## Start DATA

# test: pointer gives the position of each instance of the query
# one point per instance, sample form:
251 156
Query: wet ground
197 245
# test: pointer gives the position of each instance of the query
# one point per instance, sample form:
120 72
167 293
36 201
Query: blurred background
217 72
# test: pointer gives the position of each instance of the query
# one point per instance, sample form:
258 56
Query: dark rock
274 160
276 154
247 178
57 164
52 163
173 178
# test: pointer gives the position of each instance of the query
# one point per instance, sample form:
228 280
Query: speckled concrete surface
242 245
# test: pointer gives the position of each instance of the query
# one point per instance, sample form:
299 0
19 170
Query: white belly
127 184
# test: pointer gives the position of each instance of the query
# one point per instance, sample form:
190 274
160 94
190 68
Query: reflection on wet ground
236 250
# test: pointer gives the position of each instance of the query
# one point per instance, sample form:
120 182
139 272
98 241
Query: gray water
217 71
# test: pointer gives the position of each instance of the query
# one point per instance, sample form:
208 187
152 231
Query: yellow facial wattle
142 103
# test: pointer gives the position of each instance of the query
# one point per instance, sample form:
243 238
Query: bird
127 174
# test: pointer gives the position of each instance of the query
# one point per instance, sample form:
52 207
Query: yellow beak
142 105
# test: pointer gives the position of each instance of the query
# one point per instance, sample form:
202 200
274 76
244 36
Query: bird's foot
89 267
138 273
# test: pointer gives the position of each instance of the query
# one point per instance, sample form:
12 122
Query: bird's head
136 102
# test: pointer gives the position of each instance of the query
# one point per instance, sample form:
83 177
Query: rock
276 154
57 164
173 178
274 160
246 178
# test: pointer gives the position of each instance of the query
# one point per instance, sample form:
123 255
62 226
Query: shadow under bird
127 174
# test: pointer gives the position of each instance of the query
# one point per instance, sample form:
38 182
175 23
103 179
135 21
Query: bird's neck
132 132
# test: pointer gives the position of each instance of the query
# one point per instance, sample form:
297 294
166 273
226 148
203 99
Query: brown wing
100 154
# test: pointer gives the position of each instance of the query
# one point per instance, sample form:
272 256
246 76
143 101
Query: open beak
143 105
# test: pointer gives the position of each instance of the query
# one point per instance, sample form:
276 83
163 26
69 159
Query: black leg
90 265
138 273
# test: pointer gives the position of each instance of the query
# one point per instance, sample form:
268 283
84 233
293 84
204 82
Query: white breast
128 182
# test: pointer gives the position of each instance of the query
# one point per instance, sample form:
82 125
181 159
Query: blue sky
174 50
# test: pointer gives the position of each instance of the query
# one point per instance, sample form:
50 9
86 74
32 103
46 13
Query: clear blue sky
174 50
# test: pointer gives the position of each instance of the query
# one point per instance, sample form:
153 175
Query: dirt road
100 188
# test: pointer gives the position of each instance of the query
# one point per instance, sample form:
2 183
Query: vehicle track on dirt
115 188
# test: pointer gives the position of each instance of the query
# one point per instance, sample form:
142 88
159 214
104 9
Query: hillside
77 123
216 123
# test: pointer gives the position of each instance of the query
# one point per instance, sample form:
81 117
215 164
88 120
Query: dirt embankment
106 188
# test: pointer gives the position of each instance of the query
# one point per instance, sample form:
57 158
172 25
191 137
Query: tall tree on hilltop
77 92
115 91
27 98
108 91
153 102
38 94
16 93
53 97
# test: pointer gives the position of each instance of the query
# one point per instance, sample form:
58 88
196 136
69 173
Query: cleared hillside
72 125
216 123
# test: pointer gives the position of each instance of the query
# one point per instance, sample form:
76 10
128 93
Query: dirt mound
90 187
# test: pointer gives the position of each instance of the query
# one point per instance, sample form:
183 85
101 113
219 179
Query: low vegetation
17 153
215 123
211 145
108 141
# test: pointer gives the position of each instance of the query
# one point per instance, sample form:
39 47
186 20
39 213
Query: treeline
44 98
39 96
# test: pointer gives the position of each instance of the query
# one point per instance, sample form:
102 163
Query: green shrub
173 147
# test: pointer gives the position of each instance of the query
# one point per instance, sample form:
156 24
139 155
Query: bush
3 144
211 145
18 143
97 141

## End DATA

• STATED PROBLEM: Print the whole listing exactly as it is.

• REPLY TO THE EXERCISE:
# test: pointer gives the position of each instance of the query
# one point per instance, sample form:
251 156
Query: wet ground
197 245
# test: pointer gives the position of each instance of the query
# one point per instance, sample form:
120 72
167 293
36 201
Query: blurred background
217 72
# test: pointer gives the position of each instance of the query
# one point per instance, sample form:
258 56
Query: dark rock
274 160
276 154
247 178
57 164
52 163
173 178
# test: pointer gives the position of each instance of the query
# one point per instance, sample form:
228 280
Query: speckled concrete surface
242 245
# test: pointer gives the position of each instance of the query
# one point per instance, sample form:
299 0
19 170
Query: white belly
127 184
# test: pointer gives the position of each instance of the query
# one point per instance, sample form:
190 274
160 94
190 68
Query: reflection on wet ground
236 250
# test: pointer gives the position of each instance of the query
# one point per instance, sample form:
120 182
139 272
98 241
Query: gray water
217 71
# test: pointer gives the position of each instance of the query
# one point per instance, sample form:
208 187
152 231
Query: yellow facial wattle
142 103
# test: pointer gives the position of each instance of the query
# one point per instance, sample form:
243 238
Query: bird
127 174
# test: pointer gives the position of each instance of the query
# one point per instance, sample form:
52 207
Query: yellow beak
142 105
# test: pointer gives the position of each instance of the query
# one point per instance, sample form:
202 200
274 76
244 36
Query: bird's foot
89 267
138 273
# test: pointer gives the position of each instance of the query
# one point per instance, sample form:
12 122
Query: bird's head
136 102
# test: pointer gives the position of each instance of the query
# one point per instance, sample form:
83 177
Query: rock
276 154
57 164
173 178
274 160
246 178
# test: pointer gives the position of each instance of the query
# one point per instance, sample form:
123 255
62 226
Query: shadow under bird
127 174
# test: pointer gives the position of each instance of the query
# one point per instance, sample form:
38 182
175 23
103 179
135 21
Query: bird's neck
132 132
# test: pointer gives the position of each instance of the query
# one point per instance, sample form:
297 294
166 273
226 148
203 99
Query: brown wing
100 154
# test: pointer gives the position of each instance of the query
# one point per instance, sample form:
272 256
246 76
143 101
Query: open beak
143 105
# test: pointer gives the position of each instance of the query
# one point per instance, sample form:
276 83
163 26
69 159
Query: black leg
90 265
138 273
# test: pointer gives the position of each instance of the query
# one point per instance, sample form:
268 283
84 233
293 84
204 82
Query: white breast
128 182
# test: pointer gives the position of each instance of the query
# one point per instance, sample form:
82 125
181 159
Query: blue sky
174 50
# test: pointer gives the position of each instance of the query
# one point per instance, sample form:
50 9
86 74
32 103
46 13
Query: clear blue sky
174 50
# test: pointer gives the position of each instance of the query
# one point per instance, sample form:
153 175
Query: dirt road
100 188
# test: pointer gives the position of each instance of the query
# one point per instance, sample form:
2 183
Query: vehicle track on dirt
115 188
# test: pointer gives the position of each instance of the query
# one point per instance, sample form:
142 88
159 214
104 9
Query: hillside
77 123
216 123
# test: pointer gives the position of each instance of the query
# one point per instance, sample form:
81 117
215 164
88 120
Query: dirt embankment
106 188
# test: pointer gives the position of each instance of the query
# one point per instance, sample form:
57 158
172 25
191 137
Query: tall tree on hilltop
77 92
115 91
27 98
108 91
153 102
38 94
16 93
53 97
# test: pointer gives the position of each instance of the query
# one point per instance, sample form:
58 88
196 136
69 173
Query: cleared hillside
72 125
216 123
# test: pointer gives the position of each instance of the query
# one point per instance, sample form:
76 10
128 93
Query: dirt mound
90 187
# test: pointer gives the position of each instance of the query
# one point per instance, sample form:
183 85
101 113
219 179
Query: low vegetation
17 153
215 123
211 145
108 141
# test: pointer gives the position of each instance of the query
# one point per instance, sample form:
39 47
186 20
39 213
Query: treeline
44 98
39 96
# test: pointer gives the position of each instance of the query
# one point per instance, sample form:
102 163
Query: green shrub
173 147
# test: pointer gives the position of each instance of the query
# one point per instance, sample form:
156 24
139 155
Query: bush
3 144
211 145
18 143
97 141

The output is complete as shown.